Ready for Retrofit? What new ministers can learn from the 2023 LSIPs
Charlotte argues new ministers must prioritise home retrofitting for net zero, emphasising skill development through FE. She finds Local Skills Improvement Plans inadequately address retrofitting needs. Charlotte recommends a national strategy to coordinate industrial and skills policies, involve diverse stakeholders, and prepare a 250,000-500,000 strong workforce for this critical task offering multiple societal benefits.
Retrofitting and Skills Development for Net Zero: A Priority for New Ministers
Next week, new ministers will arrive at government departments with their manifesto commitments in mind and keen to make their mark quickly. Retrofitting the nation’s homes – including switchover to low-carbon heating – should be a high priority for several of them. Getting it right on retrofitting has the potential to reduce household energy bills, improve the nation’s health, reduce NHS expenditure, create new good jobs in every community, and get the UK back on track towards net zero. The Climate Change Committee has said it is essential to decarbonise virtually all buildings.
The Role of Further Education and Local Skills Improvement Plans
What new ministers must not overlook is the vital role of the FE sector and wider education system in developing the skills to do this. Over the past year, I’ve analysed the 38 Local Skills Improvement Plans (LSIPs) created across England and what I’ve found tells me that much greater focus on skills is needed and that there needs to be a more joined-up approach across Whitehall, especially between the Department for Energy Security and Net Zero (DESNZ) and Department for Education (DfE). Otherwise, big manifesto commitments – not only on retrofitting, but also on scaling up renewable energy, upgrading the national grid, housebuilding, and more – will falter due to the lack of – or competing demands on – available skilled workers.
Readers of FE News are likely to be familiar with LSIPs already, but incoming ministers across Whitehall may be less so. They were introduced in the Post-16 Education and Skills Act 2022 and rolled out nationally in 2023. In each of 38 areas of England (roughly following the old footprint of Local Economic Partnerships), an employer representative body (ERB) was invited to lead the process of drawing up a LSIP. It was intended as a way for local employers to express their priority skills needs, which FE colleges would then be compelled to respond to when planning their provision. In an nutshell the idea was: if local construction companies need more scaffolders, they would say this in the LSIP, and FE colleges would then put on scaffolding courses and encourage learners to attend them.
Challenges in Addressing Net Zero Skills Needs
However, my research findings show that this process hasn’t worked well for net zero skills needs, like retrofitting. There was wide variation in the extent to which LSIPs mentioned retrofitting (and related terms like ‘heat pump’). While a few said it was an urgent priority; many others didn’t mention it at all or only once in passing. Where retrofitting was mentioned, it was often to say that construction employers had been asked (presumably by ERBs) and expressed their views that there wasn’t much customer demand for it and that it therefore wasn’t a priority for training. Even where employers would consider training, their preferences were for very short introductory courses.

===

**Goals:**
(A) According to the retrofitting article, which act introduced Local Skills Improvement Plans?
(B) Check each statement against the retrofitting article and mark it yes or no: (i) Local Skills Improvement Plans were rolled out nationally in 2023. (ii) Employers who would consider training preferred long, advanced courses. (iii) Every Local Skills Improvement Plan named retrofitting as an urgent priority.
(C) Carry on the retrofitting article from its final sentence.

(Entries from a pointing dataset)
===

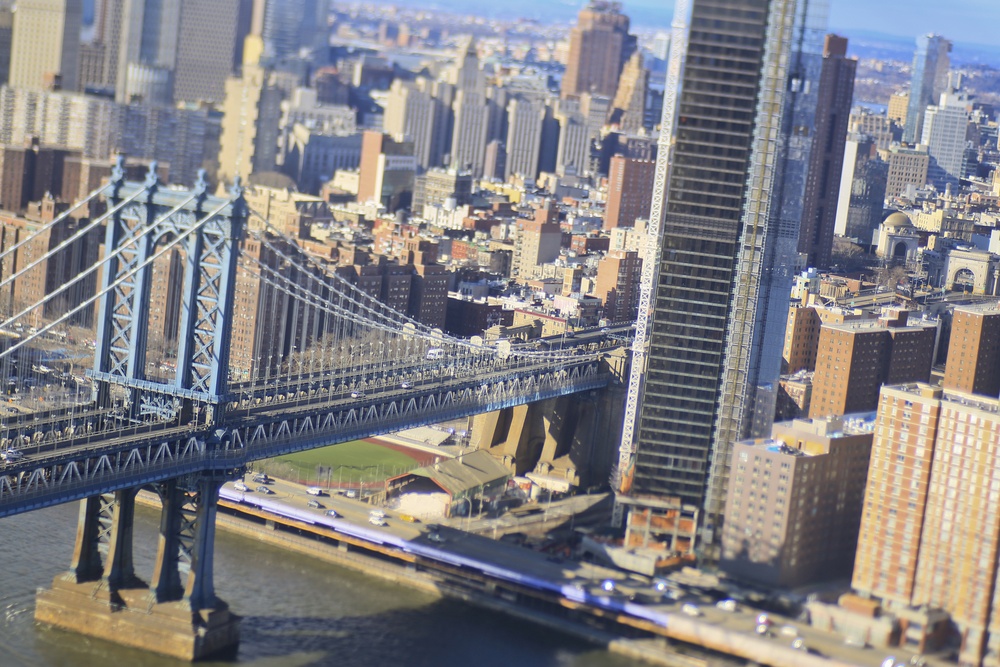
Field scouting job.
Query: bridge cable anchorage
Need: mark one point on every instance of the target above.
(79, 234)
(114, 285)
(55, 221)
(374, 306)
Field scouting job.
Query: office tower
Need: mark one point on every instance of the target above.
(209, 47)
(898, 104)
(45, 44)
(728, 250)
(387, 171)
(833, 106)
(411, 112)
(617, 284)
(862, 189)
(468, 141)
(142, 48)
(630, 191)
(930, 531)
(495, 166)
(537, 242)
(795, 500)
(928, 80)
(856, 358)
(628, 110)
(250, 124)
(908, 168)
(6, 35)
(524, 136)
(946, 126)
(598, 47)
(973, 364)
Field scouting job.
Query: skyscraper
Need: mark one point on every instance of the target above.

===

**Results by task:**
(A) The Post-16 Education and Skills Act 2022.

(B)
(i) Yes: "rolled out nationally in 2023"
(ii) No: "their preferences were for very short introductory courses"
(iii) No: "While a few said it was an urgent priority; many others didn’t mention it at all or only once in passing"

(C)
As Liverpool’s LSIP says:
“When asked about Green Skills for the future most businesses (95%) highlighted recycling as a priority skill… [Actions] that require higher investment…came much lower in their priorities.”
In the course of my research, I also interviewed several skills experts, including two enterprising FE college principals, and I asked what they made of these findings. They agreed that take-up of relevant courses was low to date, but being quite switched-on to policy developments, they were investing in creating new training facilities and recruiting tutors so they’d be ready when demand inevitably ramps up. But not all FE colleges were taking this kind of action. Understandably so, given LSIPs have sent mixed messages about need, tutors are hard to recruit, and courses with low take-up run at a loss. As a country though, it means we risk not having the skills, nor having the capacity to quickly develop these skills when we eventually realise how much we need them.
Other expert interviewees said that it highlighted the disconnect between what ministers have been doing in different parts of Whitehall. In the past couple of years, DESNZ has been developing and rolling out a much-needed multi-billion pound Social Housing Decarbonisation Fund, while the DfE has been taking quite a hands-off approach to skills planning: leaving it up to local employers to say what they need in LSIPs.
It’s not to say that local employers shouldn’t have a voice, but it shouldn’t be the only voice guiding skills planning. Not least because the scale of the skilled workforce needed has been estimated at between 250,000 – 500,000 people. The few LSIPs that had included quantitative estimates of retrofit skills needs locally (based on number of homes) arrived at even higher figures than implied by these national forecasts. Other ERBs looked at existing research and found it wanting: too often, future skills forecasts simply extrapolate from past industry trends, whereas mass retrofitting lies ahead of us (to their credit, several ERBs identified this and committed to undertake further consultation or research).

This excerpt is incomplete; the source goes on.